> **Available records**:
**********
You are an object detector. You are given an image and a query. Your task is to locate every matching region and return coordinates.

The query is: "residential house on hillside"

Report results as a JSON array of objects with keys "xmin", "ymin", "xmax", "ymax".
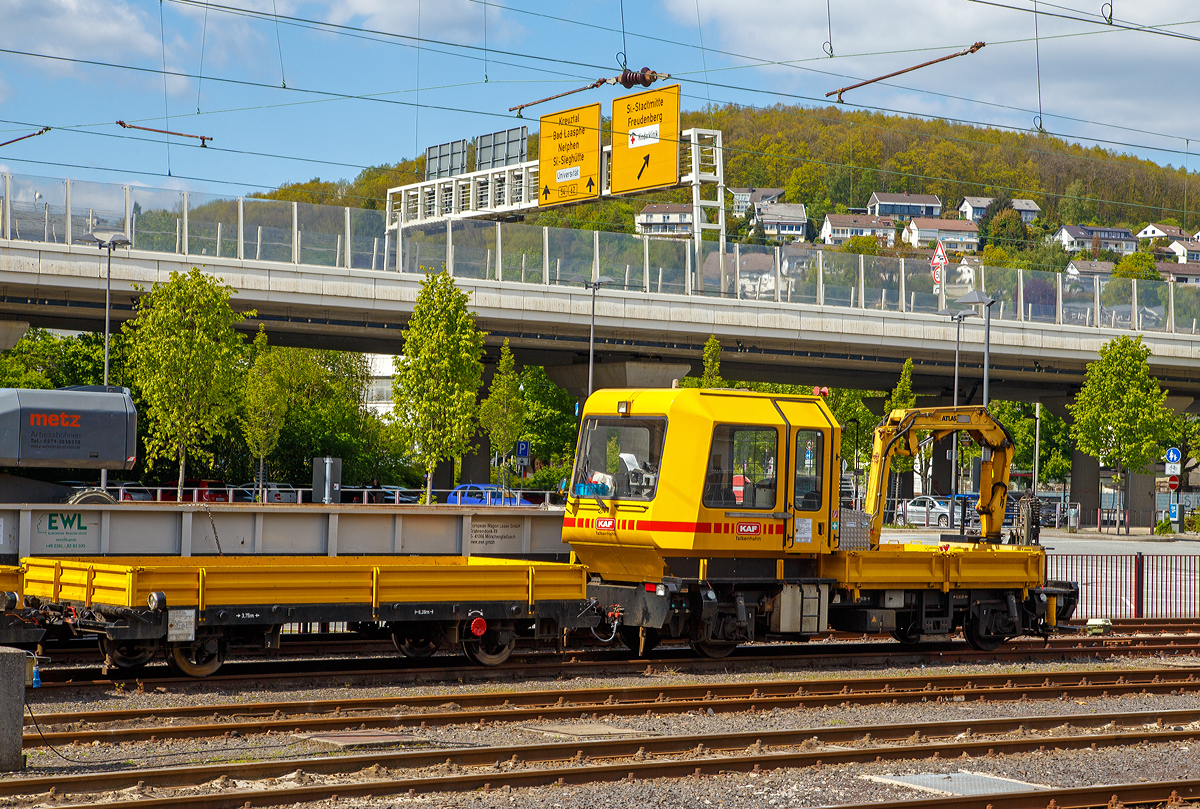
[
  {"xmin": 1067, "ymin": 258, "xmax": 1116, "ymax": 278},
  {"xmin": 1054, "ymin": 224, "xmax": 1138, "ymax": 254},
  {"xmin": 900, "ymin": 217, "xmax": 979, "ymax": 253},
  {"xmin": 959, "ymin": 197, "xmax": 1042, "ymax": 224},
  {"xmin": 1138, "ymin": 222, "xmax": 1192, "ymax": 241},
  {"xmin": 755, "ymin": 203, "xmax": 809, "ymax": 241},
  {"xmin": 634, "ymin": 203, "xmax": 691, "ymax": 236},
  {"xmin": 866, "ymin": 191, "xmax": 942, "ymax": 220},
  {"xmin": 1158, "ymin": 264, "xmax": 1200, "ymax": 284},
  {"xmin": 730, "ymin": 188, "xmax": 784, "ymax": 216},
  {"xmin": 1168, "ymin": 239, "xmax": 1200, "ymax": 264},
  {"xmin": 820, "ymin": 214, "xmax": 896, "ymax": 247}
]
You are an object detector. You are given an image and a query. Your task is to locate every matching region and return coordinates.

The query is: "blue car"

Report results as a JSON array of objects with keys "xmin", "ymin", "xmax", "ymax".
[{"xmin": 446, "ymin": 484, "xmax": 533, "ymax": 505}]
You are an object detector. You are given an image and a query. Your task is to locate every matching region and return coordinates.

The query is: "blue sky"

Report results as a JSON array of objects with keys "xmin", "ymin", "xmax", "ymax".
[{"xmin": 0, "ymin": 0, "xmax": 1200, "ymax": 193}]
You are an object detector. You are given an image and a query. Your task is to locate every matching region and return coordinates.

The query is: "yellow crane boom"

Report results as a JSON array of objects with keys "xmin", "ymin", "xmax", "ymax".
[{"xmin": 866, "ymin": 406, "xmax": 1015, "ymax": 547}]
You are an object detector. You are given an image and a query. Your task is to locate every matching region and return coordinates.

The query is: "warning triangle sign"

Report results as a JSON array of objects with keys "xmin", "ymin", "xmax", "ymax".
[{"xmin": 930, "ymin": 239, "xmax": 950, "ymax": 268}]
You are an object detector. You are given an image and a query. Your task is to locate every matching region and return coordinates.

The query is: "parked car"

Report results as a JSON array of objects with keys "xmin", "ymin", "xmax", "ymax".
[
  {"xmin": 162, "ymin": 478, "xmax": 229, "ymax": 503},
  {"xmin": 895, "ymin": 495, "xmax": 950, "ymax": 527},
  {"xmin": 446, "ymin": 484, "xmax": 533, "ymax": 505},
  {"xmin": 233, "ymin": 481, "xmax": 300, "ymax": 503}
]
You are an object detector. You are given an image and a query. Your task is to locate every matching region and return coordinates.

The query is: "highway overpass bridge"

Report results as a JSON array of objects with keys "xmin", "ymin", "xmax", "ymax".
[{"xmin": 0, "ymin": 240, "xmax": 1200, "ymax": 409}]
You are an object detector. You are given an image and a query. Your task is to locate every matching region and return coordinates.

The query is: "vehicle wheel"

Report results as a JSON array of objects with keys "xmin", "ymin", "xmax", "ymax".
[
  {"xmin": 167, "ymin": 636, "xmax": 226, "ymax": 677},
  {"xmin": 962, "ymin": 623, "xmax": 1008, "ymax": 652},
  {"xmin": 67, "ymin": 489, "xmax": 116, "ymax": 505},
  {"xmin": 462, "ymin": 629, "xmax": 517, "ymax": 666},
  {"xmin": 100, "ymin": 635, "xmax": 158, "ymax": 669},
  {"xmin": 617, "ymin": 624, "xmax": 662, "ymax": 658},
  {"xmin": 691, "ymin": 641, "xmax": 738, "ymax": 660}
]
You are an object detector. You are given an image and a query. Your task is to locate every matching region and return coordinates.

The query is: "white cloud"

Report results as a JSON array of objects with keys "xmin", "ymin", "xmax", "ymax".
[
  {"xmin": 325, "ymin": 0, "xmax": 521, "ymax": 44},
  {"xmin": 0, "ymin": 0, "xmax": 161, "ymax": 67},
  {"xmin": 665, "ymin": 0, "xmax": 1200, "ymax": 151}
]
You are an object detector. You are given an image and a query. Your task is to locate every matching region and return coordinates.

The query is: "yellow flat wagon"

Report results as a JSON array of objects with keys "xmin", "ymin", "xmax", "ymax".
[
  {"xmin": 0, "ymin": 565, "xmax": 46, "ymax": 646},
  {"xmin": 24, "ymin": 557, "xmax": 594, "ymax": 676}
]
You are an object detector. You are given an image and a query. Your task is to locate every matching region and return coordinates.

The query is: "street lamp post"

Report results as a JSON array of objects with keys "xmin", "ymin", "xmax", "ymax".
[
  {"xmin": 938, "ymin": 308, "xmax": 976, "ymax": 531},
  {"xmin": 570, "ymin": 275, "xmax": 613, "ymax": 396},
  {"xmin": 954, "ymin": 289, "xmax": 996, "ymax": 407},
  {"xmin": 76, "ymin": 233, "xmax": 133, "ymax": 489}
]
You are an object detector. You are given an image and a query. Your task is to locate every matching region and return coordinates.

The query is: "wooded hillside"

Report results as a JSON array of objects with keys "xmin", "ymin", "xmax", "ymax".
[{"xmin": 250, "ymin": 104, "xmax": 1200, "ymax": 230}]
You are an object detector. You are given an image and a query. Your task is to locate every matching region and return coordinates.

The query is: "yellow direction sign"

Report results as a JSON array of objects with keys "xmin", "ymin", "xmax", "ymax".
[
  {"xmin": 538, "ymin": 104, "xmax": 600, "ymax": 208},
  {"xmin": 610, "ymin": 84, "xmax": 679, "ymax": 193}
]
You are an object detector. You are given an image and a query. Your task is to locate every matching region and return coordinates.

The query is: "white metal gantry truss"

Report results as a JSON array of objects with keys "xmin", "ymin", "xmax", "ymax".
[{"xmin": 388, "ymin": 128, "xmax": 725, "ymax": 285}]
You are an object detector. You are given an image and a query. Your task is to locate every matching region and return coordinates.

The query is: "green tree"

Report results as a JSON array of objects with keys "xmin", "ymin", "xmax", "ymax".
[
  {"xmin": 1058, "ymin": 180, "xmax": 1096, "ymax": 224},
  {"xmin": 1112, "ymin": 252, "xmax": 1163, "ymax": 281},
  {"xmin": 238, "ymin": 330, "xmax": 288, "ymax": 502},
  {"xmin": 122, "ymin": 268, "xmax": 256, "ymax": 499},
  {"xmin": 1067, "ymin": 335, "xmax": 1174, "ymax": 532},
  {"xmin": 392, "ymin": 272, "xmax": 484, "ymax": 503},
  {"xmin": 988, "ymin": 208, "xmax": 1028, "ymax": 251},
  {"xmin": 479, "ymin": 337, "xmax": 526, "ymax": 486},
  {"xmin": 988, "ymin": 401, "xmax": 1072, "ymax": 483},
  {"xmin": 700, "ymin": 335, "xmax": 726, "ymax": 388}
]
**********
> **What is needed**: Pick out every line in the entries that contains the word "white" and copy each of those lines. Count a line only if the capitalization matches.

> **Response to this task**:
The query is: "white cloud"
The query is: "white metal gantry truss"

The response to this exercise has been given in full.